ÉNONCÉ DU PROBLÈME A: Pour chacune des affirmations suivantes, dis si elle est conforme à l'extrait sur le droit de grève. Réponds par oui ou par non et cite exactement les mots qui tranchent : (i) le droit de grève est un droit absolu ; (ii) une interdiction légale n'empêche pas forcément une grève d'éclater ; (iii) la convention n° 87 date de 1948.

EXTRAIT FOURNI:
++++++

La grève ne peut être envisagée en dehors du contexte
des relations professionnelles dans leur ensemble. Elle est coûteuse
et perturbatrice tant pour les travailleurs et les employeurs que pour
la société dans son ensemble, et quand elle s’impose,
elle traduit clairement l’échec de la négociation
collective des conditions de travail. Elle est également, plus
que tout autre élément des relations professionnelles,
le symptôme d’enjeux plus larges et plus diffus, de sorte
que le fait que la grève soit interdite par une législation
ou par une décision judiciaire n’empêchera pas son
déclenchement si les pressions économiques et sociales
sont suffisamment fortes. Le droit de grève est reconnu par les
organes de contrôle de l’OIT comme le corollaire indissociable
du droit d’association syndicale protégé par la convention
(n° 87). Le droit pour les organisations de travailleurs de formuler
leur programme d’action pour promouvoir et défendre les
intérêts économiques et sociaux de leurs membres
inclut le droit de grève. Cependant, le droit de grève
n'est pas un droit absolu. Il peut être soumis à certaines
conditions, faire l’objet de certaines restrictions ou être
interdit dans certaines circonstances exceptionnelles (la convention
(n° 87) sur la liberté syndicale et la protection du droit
syndical, 1948, article 3; l'etude d'ensemble, paragraphe 151).

++++++

MATÉRIEL DE TRAVAIL:
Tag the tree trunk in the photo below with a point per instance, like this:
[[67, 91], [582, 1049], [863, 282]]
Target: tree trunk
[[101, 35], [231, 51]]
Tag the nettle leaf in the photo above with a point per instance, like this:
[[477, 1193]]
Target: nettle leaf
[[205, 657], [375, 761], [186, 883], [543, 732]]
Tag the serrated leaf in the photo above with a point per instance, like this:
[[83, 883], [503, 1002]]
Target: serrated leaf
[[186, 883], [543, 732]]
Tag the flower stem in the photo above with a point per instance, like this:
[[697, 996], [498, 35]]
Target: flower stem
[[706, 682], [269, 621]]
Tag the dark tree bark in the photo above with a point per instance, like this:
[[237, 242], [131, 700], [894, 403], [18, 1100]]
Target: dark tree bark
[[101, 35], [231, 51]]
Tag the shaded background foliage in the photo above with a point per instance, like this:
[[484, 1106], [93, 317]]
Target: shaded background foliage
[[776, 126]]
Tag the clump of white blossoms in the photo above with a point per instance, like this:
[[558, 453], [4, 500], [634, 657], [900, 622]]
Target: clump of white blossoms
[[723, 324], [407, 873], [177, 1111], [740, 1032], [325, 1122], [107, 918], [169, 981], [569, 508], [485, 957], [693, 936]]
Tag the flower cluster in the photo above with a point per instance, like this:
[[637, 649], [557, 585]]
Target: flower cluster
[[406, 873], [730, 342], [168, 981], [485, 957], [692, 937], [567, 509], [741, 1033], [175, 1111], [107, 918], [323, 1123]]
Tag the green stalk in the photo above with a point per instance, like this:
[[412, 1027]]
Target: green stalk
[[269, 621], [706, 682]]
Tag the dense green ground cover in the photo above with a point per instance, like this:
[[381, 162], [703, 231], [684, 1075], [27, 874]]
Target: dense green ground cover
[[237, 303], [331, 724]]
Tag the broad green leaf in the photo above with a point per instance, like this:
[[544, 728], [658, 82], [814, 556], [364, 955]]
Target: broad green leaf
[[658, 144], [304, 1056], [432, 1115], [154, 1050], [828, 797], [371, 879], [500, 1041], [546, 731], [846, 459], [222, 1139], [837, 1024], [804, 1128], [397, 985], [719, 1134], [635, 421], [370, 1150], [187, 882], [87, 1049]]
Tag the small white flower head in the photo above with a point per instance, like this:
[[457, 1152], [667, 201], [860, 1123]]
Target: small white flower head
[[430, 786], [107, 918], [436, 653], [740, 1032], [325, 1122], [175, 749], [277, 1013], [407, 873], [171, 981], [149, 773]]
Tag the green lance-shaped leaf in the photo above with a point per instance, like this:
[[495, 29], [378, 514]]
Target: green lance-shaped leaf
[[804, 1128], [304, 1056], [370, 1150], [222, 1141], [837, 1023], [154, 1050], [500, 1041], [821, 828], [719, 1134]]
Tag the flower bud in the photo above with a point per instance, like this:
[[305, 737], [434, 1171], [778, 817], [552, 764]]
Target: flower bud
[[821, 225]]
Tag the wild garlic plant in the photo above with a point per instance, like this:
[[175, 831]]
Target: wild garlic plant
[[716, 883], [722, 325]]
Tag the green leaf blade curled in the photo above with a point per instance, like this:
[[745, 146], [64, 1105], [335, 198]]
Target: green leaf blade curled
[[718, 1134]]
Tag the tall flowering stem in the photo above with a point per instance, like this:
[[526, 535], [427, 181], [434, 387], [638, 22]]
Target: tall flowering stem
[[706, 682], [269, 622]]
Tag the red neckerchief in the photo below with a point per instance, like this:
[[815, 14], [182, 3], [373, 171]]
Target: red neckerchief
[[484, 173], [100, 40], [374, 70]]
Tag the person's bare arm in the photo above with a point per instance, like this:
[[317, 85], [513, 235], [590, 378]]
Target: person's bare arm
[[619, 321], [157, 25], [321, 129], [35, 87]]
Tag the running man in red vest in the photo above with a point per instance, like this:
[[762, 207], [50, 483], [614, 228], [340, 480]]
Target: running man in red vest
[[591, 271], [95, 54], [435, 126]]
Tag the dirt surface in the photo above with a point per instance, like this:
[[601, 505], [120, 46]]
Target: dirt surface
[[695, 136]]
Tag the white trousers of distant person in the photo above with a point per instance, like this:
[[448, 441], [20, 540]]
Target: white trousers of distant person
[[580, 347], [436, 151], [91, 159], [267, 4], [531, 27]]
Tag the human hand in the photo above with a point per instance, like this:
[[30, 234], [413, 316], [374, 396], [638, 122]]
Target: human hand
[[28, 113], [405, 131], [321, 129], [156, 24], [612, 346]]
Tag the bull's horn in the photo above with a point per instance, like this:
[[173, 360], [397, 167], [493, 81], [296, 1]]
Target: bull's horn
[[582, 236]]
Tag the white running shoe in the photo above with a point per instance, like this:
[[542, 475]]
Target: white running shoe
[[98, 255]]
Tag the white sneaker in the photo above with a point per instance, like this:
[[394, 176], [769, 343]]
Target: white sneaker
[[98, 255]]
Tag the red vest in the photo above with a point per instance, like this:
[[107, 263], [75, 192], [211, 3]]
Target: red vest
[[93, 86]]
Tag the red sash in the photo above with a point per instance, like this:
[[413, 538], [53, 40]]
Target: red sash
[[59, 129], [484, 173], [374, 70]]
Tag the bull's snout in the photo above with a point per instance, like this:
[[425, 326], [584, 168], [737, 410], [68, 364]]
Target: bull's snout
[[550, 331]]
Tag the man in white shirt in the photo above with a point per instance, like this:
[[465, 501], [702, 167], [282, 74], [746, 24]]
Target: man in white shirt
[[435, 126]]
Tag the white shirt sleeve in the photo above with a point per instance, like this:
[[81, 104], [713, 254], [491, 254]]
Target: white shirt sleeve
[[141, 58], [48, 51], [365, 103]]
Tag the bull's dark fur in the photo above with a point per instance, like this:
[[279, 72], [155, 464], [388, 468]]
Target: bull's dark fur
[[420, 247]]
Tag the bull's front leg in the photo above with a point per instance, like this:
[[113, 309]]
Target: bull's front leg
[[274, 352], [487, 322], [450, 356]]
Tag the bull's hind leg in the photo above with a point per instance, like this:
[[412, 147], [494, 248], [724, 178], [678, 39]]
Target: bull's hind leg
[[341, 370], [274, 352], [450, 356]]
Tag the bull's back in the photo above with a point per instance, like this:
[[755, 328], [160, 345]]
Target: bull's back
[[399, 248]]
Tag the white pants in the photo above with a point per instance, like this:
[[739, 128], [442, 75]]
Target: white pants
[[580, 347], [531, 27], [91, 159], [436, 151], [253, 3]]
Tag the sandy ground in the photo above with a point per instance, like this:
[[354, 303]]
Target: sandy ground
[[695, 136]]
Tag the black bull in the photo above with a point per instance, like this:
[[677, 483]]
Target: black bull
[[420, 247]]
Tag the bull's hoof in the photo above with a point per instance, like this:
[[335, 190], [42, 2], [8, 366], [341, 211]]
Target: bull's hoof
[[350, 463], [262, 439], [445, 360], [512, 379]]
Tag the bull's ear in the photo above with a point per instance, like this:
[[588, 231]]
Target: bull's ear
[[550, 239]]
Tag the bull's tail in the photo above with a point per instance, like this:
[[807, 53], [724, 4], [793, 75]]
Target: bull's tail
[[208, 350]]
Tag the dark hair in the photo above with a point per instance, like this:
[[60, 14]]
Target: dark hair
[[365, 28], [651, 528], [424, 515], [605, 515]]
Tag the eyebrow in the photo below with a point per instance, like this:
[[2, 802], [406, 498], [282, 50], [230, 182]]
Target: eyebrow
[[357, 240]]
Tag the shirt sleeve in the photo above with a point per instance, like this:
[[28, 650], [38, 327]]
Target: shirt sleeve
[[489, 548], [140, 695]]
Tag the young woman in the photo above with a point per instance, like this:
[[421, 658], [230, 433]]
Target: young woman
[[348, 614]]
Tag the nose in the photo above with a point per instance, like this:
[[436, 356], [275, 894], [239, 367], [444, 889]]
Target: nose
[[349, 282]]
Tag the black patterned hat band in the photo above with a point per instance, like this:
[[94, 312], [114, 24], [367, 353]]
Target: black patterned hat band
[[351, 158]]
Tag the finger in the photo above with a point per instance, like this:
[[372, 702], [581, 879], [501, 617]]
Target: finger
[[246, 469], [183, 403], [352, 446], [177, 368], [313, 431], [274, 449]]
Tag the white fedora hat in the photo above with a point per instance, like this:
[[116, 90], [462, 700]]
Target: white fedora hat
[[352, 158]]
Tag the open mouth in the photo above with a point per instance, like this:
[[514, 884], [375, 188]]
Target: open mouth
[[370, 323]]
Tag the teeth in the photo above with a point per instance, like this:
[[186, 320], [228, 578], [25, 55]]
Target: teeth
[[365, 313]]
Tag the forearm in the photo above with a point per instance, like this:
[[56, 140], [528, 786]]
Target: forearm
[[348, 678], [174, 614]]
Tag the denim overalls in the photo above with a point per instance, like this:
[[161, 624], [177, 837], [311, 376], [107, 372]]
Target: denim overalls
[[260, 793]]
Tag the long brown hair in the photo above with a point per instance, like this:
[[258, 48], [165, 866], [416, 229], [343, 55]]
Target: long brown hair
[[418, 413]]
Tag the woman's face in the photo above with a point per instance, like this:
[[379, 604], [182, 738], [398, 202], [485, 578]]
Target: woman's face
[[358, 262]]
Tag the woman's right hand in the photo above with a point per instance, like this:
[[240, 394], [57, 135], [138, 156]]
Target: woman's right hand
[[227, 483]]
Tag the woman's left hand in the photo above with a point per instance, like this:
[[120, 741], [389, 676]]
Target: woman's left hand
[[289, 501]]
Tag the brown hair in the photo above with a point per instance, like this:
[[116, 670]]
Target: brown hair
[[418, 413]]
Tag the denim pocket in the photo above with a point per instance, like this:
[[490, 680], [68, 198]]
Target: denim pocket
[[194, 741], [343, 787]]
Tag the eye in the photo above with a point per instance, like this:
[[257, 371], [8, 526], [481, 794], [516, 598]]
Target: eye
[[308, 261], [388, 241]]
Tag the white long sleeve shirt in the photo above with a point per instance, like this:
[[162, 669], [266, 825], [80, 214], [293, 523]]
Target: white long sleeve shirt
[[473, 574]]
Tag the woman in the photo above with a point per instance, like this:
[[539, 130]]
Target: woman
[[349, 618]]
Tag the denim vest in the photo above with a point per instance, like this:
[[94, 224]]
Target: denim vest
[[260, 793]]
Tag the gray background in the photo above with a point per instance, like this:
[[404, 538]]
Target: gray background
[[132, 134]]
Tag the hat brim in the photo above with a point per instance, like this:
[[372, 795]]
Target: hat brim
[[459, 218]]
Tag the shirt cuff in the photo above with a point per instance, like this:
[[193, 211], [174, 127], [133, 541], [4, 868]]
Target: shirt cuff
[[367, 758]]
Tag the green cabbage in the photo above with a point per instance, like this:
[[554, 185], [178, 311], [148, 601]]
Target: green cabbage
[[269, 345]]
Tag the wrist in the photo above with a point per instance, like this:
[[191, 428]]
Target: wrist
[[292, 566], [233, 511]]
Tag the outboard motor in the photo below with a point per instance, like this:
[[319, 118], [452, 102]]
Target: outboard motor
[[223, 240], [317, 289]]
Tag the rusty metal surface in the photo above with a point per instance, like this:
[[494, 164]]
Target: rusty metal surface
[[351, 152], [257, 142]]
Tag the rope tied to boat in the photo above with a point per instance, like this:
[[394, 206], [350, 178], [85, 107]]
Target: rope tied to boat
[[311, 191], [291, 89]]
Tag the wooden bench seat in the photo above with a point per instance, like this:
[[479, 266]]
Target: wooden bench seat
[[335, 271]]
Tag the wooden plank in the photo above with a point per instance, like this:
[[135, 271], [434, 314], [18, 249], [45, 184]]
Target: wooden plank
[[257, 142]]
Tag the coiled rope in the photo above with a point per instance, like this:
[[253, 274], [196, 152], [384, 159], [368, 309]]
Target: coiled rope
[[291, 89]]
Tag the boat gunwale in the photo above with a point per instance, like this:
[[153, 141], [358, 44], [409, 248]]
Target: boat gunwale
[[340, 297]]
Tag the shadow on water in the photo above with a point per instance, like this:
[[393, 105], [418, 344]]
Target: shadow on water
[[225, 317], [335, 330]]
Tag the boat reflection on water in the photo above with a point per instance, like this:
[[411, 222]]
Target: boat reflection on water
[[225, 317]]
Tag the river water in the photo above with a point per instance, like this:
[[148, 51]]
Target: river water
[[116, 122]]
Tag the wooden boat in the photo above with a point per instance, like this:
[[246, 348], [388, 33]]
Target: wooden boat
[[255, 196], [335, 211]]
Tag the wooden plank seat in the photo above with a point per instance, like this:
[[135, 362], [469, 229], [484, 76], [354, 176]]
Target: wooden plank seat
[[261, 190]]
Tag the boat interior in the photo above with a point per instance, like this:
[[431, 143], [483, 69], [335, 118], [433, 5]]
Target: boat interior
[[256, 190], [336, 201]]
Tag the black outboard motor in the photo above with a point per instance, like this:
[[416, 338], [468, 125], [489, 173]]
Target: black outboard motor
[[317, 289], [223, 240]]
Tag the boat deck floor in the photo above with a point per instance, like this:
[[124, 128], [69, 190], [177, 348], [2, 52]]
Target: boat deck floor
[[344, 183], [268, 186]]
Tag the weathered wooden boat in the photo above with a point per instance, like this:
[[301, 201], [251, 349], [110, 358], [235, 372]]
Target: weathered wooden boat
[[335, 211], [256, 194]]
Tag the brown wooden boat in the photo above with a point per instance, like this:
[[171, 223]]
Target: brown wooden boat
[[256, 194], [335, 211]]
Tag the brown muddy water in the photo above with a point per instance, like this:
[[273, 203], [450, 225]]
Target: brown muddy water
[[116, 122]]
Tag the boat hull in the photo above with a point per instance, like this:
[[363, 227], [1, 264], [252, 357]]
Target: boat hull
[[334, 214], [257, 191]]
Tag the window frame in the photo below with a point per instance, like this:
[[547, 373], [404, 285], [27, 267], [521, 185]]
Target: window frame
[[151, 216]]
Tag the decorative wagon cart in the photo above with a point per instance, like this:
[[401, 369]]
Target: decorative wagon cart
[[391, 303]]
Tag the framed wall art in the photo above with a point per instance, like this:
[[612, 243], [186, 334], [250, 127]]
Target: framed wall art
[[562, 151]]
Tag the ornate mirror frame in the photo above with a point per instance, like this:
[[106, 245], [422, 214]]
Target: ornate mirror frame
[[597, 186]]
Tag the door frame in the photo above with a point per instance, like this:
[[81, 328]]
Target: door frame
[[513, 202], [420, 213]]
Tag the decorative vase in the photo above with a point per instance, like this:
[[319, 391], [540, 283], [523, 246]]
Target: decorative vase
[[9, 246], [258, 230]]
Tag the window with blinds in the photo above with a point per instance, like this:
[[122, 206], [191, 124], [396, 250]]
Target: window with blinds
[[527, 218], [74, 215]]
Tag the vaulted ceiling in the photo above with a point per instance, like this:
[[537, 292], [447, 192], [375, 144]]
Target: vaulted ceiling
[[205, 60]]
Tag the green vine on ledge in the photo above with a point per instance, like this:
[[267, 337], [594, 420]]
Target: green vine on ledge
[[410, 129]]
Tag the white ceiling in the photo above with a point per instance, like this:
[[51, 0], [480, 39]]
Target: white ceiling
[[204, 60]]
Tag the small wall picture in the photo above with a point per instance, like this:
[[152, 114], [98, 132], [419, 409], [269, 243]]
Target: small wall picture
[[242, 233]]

++++++

ÉNONCÉ DU PROBLÈME B: Dans les enregistrements, recopie tout, de la ligne qui contient "Tag the window with" jusqu'à celle qui contient "[[205, 60]]". Remplace "point per instance" par "point per object" et ne change rien d'autre.

RÉSULTAT OBTENU A:
(i) Non : « Cependant, le droit de grève n'est pas un droit absolu. »
(ii) Oui : « le fait que la grève soit interdite par une législation ou par une décision judiciaire n’empêchera pas son déclenchement si les pressions économiques et sociales sont suffisamment fortes »
(iii) Oui : « la convention (n° 87) sur la liberté syndicale et la protection du droit syndical, 1948 »

RÉSULTAT OBTENU B:
Tag the window with blinds in the photo above with a point per object, like this:
[[122, 206], [191, 124], [396, 250]]
Target: window with blinds
[[527, 218], [74, 215]]
Tag the vaulted ceiling in the photo above with a point per object, like this:
[[537, 292], [447, 192], [375, 144]]
Target: vaulted ceiling
[[205, 60]]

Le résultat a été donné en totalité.